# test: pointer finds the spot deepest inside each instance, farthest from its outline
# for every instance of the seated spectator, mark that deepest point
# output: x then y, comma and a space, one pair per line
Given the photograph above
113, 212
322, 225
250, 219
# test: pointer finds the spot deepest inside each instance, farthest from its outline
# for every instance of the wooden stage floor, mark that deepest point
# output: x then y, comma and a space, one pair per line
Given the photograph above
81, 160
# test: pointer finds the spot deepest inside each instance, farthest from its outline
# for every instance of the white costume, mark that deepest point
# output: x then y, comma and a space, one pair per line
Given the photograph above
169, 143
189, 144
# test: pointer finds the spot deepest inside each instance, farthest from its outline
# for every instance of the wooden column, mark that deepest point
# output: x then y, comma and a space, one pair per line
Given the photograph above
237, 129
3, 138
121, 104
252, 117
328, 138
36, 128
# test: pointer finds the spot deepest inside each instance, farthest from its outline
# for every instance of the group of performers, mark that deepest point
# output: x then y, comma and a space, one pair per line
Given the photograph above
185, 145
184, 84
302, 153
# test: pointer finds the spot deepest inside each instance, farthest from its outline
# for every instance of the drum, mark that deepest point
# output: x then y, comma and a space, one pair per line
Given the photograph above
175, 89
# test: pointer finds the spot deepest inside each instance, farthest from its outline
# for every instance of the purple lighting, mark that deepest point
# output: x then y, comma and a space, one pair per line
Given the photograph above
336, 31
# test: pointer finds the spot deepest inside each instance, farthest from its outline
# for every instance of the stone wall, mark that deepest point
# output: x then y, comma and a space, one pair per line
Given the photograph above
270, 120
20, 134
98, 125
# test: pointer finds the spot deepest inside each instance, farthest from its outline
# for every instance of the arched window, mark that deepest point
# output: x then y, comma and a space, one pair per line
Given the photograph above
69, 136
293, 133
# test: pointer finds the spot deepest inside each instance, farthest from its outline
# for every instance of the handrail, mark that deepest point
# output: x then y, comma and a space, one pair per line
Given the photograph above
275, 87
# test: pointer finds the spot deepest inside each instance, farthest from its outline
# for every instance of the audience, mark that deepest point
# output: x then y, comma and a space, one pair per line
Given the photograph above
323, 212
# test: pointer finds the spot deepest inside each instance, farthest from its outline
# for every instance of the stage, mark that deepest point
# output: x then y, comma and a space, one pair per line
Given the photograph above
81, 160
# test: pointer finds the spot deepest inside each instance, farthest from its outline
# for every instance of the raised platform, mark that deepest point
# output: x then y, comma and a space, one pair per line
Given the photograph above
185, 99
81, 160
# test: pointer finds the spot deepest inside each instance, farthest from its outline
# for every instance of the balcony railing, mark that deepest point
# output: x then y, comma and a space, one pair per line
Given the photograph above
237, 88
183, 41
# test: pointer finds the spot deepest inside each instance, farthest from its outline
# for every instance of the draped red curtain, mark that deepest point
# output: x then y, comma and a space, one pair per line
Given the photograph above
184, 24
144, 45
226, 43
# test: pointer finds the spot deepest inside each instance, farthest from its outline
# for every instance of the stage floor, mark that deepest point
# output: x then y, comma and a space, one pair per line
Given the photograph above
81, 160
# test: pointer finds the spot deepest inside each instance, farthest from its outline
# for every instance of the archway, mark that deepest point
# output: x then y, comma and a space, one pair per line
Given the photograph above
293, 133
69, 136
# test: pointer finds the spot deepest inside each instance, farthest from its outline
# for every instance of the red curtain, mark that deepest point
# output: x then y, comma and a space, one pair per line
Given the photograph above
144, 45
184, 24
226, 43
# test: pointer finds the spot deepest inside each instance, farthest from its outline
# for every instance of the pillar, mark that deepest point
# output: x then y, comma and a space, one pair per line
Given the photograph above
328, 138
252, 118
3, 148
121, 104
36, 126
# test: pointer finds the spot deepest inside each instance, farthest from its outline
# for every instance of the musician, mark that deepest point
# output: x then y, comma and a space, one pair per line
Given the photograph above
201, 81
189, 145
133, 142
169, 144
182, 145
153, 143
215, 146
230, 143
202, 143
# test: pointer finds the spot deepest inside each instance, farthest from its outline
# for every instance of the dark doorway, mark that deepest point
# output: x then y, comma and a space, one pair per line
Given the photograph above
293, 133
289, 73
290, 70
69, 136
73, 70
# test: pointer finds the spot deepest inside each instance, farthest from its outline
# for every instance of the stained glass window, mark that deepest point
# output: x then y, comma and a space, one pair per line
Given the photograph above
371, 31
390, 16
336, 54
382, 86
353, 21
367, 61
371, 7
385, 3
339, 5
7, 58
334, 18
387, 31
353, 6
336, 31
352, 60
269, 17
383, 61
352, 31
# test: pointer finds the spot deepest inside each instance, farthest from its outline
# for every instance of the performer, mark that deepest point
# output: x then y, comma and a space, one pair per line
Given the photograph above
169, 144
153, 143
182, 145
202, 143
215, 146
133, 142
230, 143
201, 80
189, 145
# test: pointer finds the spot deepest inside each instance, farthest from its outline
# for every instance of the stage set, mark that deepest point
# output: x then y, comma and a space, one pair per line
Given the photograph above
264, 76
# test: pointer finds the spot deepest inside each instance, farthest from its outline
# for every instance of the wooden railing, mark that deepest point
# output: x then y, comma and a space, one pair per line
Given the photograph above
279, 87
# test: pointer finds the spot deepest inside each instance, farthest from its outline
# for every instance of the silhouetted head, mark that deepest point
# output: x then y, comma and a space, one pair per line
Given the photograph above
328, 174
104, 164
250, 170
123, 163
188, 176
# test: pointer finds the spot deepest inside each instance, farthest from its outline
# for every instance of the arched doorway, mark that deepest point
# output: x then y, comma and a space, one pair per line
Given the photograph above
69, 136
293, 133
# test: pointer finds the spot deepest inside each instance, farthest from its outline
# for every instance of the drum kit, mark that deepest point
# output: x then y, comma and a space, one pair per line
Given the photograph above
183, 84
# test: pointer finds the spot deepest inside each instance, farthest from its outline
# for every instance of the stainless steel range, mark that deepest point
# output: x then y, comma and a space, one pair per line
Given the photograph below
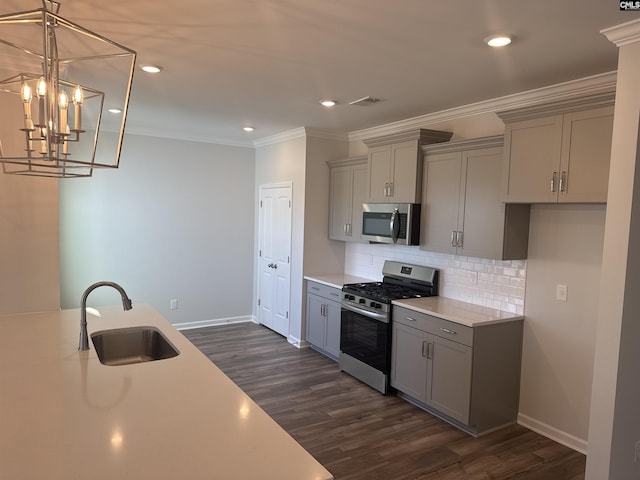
365, 326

● **Task statement**
From the data, pick out every line that includes "wooden".

● **Your solution**
# for every instance of the wooden stage floor, mark that deepest point
# for every instance of the wooden column, mark that deepest point
# for every instance of the wooden railing, mark that deepest point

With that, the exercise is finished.